▶ [YOUR TASK] Copy every line of the rows below that contains the word "negative". Only matches with the same uppercase and lowercase letters count.

▶ [INPUT FOR THIS TASK]

────────

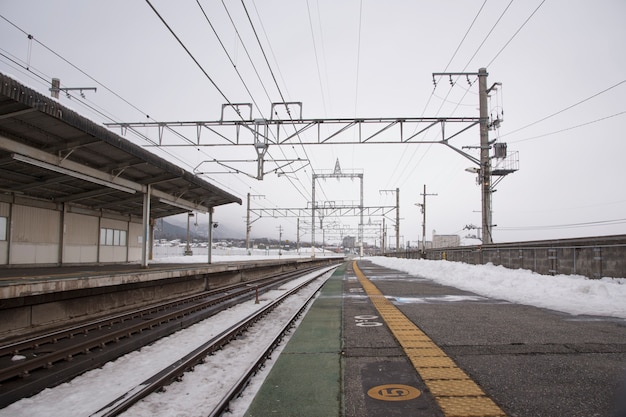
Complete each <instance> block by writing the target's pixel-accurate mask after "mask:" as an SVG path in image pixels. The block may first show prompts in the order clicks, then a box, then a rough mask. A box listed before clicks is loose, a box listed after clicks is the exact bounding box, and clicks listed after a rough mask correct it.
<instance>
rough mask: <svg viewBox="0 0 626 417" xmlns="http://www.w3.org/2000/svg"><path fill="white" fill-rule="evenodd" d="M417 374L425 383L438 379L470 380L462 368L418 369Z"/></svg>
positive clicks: (455, 366)
mask: <svg viewBox="0 0 626 417" xmlns="http://www.w3.org/2000/svg"><path fill="white" fill-rule="evenodd" d="M417 372H418V373H419V374H420V376H421V377H422V379H423V380H424V381H430V380H438V379H469V376H467V374H466V373H465V372H463V370H462V369H461V368H458V367H456V366H454V367H451V368H418V369H417Z"/></svg>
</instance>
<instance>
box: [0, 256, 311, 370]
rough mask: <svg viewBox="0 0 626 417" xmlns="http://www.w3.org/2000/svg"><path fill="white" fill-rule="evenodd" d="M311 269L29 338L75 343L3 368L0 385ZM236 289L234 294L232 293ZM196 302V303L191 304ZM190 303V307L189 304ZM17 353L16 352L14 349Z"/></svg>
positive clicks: (180, 318)
mask: <svg viewBox="0 0 626 417" xmlns="http://www.w3.org/2000/svg"><path fill="white" fill-rule="evenodd" d="M310 270H311V268H308V269H303V270H298V271H295V272H294V271H291V272H288V273H284V274H281V275H279V276H278V277H272V278H264V279H261V280H257V281H248V282H246V283H242V284H237V285H236V286H230V287H227V288H226V291H225V289H224V288H221V289H218V290H212V291H209V292H208V294H207V293H203V294H202V295H194V296H190V297H186V298H184V299H185V300H186V301H185V302H184V303H182V304H181V303H180V302H179V301H178V300H177V301H172V302H166V303H163V304H160V305H159V306H152V307H148V308H145V309H142V311H143V312H146V314H143V315H142V314H137V312H130V313H127V314H121V315H116V316H115V320H117V321H111V320H110V319H101V320H97V321H96V322H95V323H93V322H92V323H89V324H86V325H83V326H74V327H71V328H70V329H69V330H68V329H65V330H61V331H58V332H54V333H53V335H52V336H51V335H44V336H41V337H39V338H33V339H29V340H28V341H26V342H24V343H28V344H30V346H40V345H41V343H59V341H60V340H62V339H72V340H73V343H72V344H71V346H67V347H65V348H61V349H58V350H56V351H53V352H49V353H47V354H43V355H41V354H40V355H37V356H36V357H34V358H29V359H28V360H27V361H20V362H16V363H15V364H13V365H10V366H6V367H4V368H2V369H0V382H3V381H7V380H10V379H12V378H15V377H26V376H28V375H29V374H30V373H31V372H33V371H35V370H37V369H41V368H51V367H52V366H53V365H54V364H55V363H56V362H59V361H63V360H68V361H69V360H72V359H73V357H74V356H76V355H79V354H86V353H89V352H90V351H91V350H92V349H96V348H105V347H106V345H107V344H109V343H113V342H118V341H119V340H120V339H122V338H125V337H130V336H132V335H133V334H137V333H141V332H143V331H144V330H151V329H153V328H154V327H156V326H159V325H162V324H164V323H167V322H170V321H173V320H176V319H181V318H182V317H185V316H188V315H190V314H193V313H196V312H198V311H200V310H204V309H207V308H209V307H212V306H215V305H217V304H220V303H224V302H226V301H228V300H232V299H235V298H237V297H241V296H245V295H248V294H250V293H252V292H253V291H255V289H254V288H252V287H251V286H250V283H251V282H254V283H255V284H257V285H260V286H261V288H269V287H271V286H273V285H276V284H277V283H279V282H283V281H284V280H289V279H292V277H293V276H294V275H296V274H301V273H302V272H303V271H310ZM233 290H234V291H233ZM219 293H225V294H224V295H222V296H217V298H211V299H207V300H205V301H202V299H206V298H207V297H210V296H213V295H216V294H219ZM194 302H197V303H195V304H192V303H194ZM189 304H191V305H189ZM182 305H186V306H184V307H182V308H178V309H176V310H173V311H170V312H167V310H168V309H169V310H172V309H175V308H177V307H179V306H182ZM159 311H163V312H164V313H163V314H160V315H158V316H155V317H152V318H150V319H147V320H141V321H139V322H138V323H135V324H133V325H129V326H125V327H123V328H120V329H117V330H113V331H110V332H107V333H105V334H102V335H100V336H96V337H91V338H89V339H87V340H84V341H76V340H74V336H75V335H77V334H87V333H89V331H93V330H94V329H96V328H98V329H102V328H103V327H106V326H110V325H112V324H113V323H124V322H125V321H130V320H133V319H136V318H138V317H144V316H146V315H147V314H153V313H156V312H159ZM36 340H39V341H40V342H39V344H37V343H36ZM19 345H20V344H19V343H15V344H13V345H12V346H13V348H15V347H16V346H19ZM13 351H14V350H13Z"/></svg>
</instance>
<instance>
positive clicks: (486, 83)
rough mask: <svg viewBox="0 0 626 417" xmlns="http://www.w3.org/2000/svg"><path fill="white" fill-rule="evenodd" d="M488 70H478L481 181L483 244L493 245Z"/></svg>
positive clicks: (482, 68)
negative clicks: (482, 226)
mask: <svg viewBox="0 0 626 417" xmlns="http://www.w3.org/2000/svg"><path fill="white" fill-rule="evenodd" d="M487 75H488V74H487V69H486V68H480V69H479V70H478V103H479V108H480V174H479V175H480V179H481V184H480V185H481V189H482V193H481V195H482V207H481V209H482V223H483V244H491V243H493V239H492V236H491V158H489V148H490V144H489V109H488V108H487V106H488V94H489V92H488V90H487Z"/></svg>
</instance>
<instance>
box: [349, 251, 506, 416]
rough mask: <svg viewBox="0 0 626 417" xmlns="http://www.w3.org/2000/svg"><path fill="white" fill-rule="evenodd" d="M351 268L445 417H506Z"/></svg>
mask: <svg viewBox="0 0 626 417" xmlns="http://www.w3.org/2000/svg"><path fill="white" fill-rule="evenodd" d="M352 267H353V269H354V273H355V275H356V277H357V279H358V280H359V283H360V284H361V286H362V287H363V289H364V290H365V292H366V293H367V295H368V296H369V298H370V300H371V301H372V303H373V304H374V306H375V307H376V309H377V310H378V313H379V314H380V316H381V317H382V318H383V320H385V323H387V326H388V327H389V329H390V330H391V333H392V334H393V336H394V337H395V338H396V340H397V341H398V343H399V344H400V346H402V349H403V350H404V353H405V354H406V355H407V357H408V358H409V360H410V361H411V363H412V364H413V367H414V368H415V370H416V371H417V373H418V374H419V375H420V377H421V378H422V380H424V383H425V384H426V386H427V387H428V389H429V390H430V392H431V393H432V395H433V396H434V397H435V399H436V400H437V403H438V404H439V407H441V409H442V411H443V413H444V414H445V415H446V417H479V416H480V417H506V414H505V413H504V411H502V409H500V407H498V406H497V405H496V403H494V402H493V400H492V399H491V398H489V397H488V396H487V395H486V394H485V393H484V392H483V390H482V389H481V388H480V387H479V386H478V384H476V383H475V382H474V381H473V380H472V379H471V378H470V377H469V376H468V375H467V374H466V373H465V372H464V371H463V370H462V369H461V368H459V367H458V366H457V364H456V363H455V362H454V361H453V360H452V359H450V358H449V357H448V356H447V355H446V354H445V352H444V351H443V350H441V348H439V346H437V345H436V344H435V343H434V342H433V341H432V340H431V339H430V338H429V337H428V336H427V335H426V334H425V333H424V332H423V331H422V330H421V329H420V328H419V327H417V326H416V325H415V324H414V323H413V322H412V321H411V320H409V318H408V317H406V316H405V315H404V314H403V313H402V312H401V311H400V310H399V309H398V308H397V307H396V306H394V305H393V304H392V303H391V302H390V301H389V300H387V299H386V298H385V296H384V295H383V293H382V292H381V291H380V290H379V289H378V288H377V287H376V286H375V285H374V284H373V283H372V282H371V281H370V280H369V279H367V277H366V276H365V275H364V274H363V272H362V271H361V270H360V269H359V267H358V265H357V263H356V261H354V263H353V264H352Z"/></svg>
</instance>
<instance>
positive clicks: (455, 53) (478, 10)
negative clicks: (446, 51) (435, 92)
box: [443, 0, 487, 72]
mask: <svg viewBox="0 0 626 417" xmlns="http://www.w3.org/2000/svg"><path fill="white" fill-rule="evenodd" d="M485 4H487V0H485V1H483V4H482V6H480V9H478V13H476V16H474V20H472V23H471V24H470V26H469V27H468V28H467V30H466V31H465V35H463V39H461V42H459V46H457V47H456V49H455V50H454V53H453V54H452V57H451V58H450V61H448V64H447V65H446V67H445V68H444V70H443V72H446V71H448V67H449V66H450V64H451V63H452V60H453V59H454V57H455V56H456V54H457V53H458V52H459V49H461V45H463V42H465V38H467V35H468V34H469V33H470V30H472V27H474V23H476V20H477V19H478V16H480V13H481V12H482V11H483V8H484V7H485Z"/></svg>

────────

▶ [THE COMPLETED TASK]
negative clicks: (482, 226)
negative clicks: (446, 51) (435, 92)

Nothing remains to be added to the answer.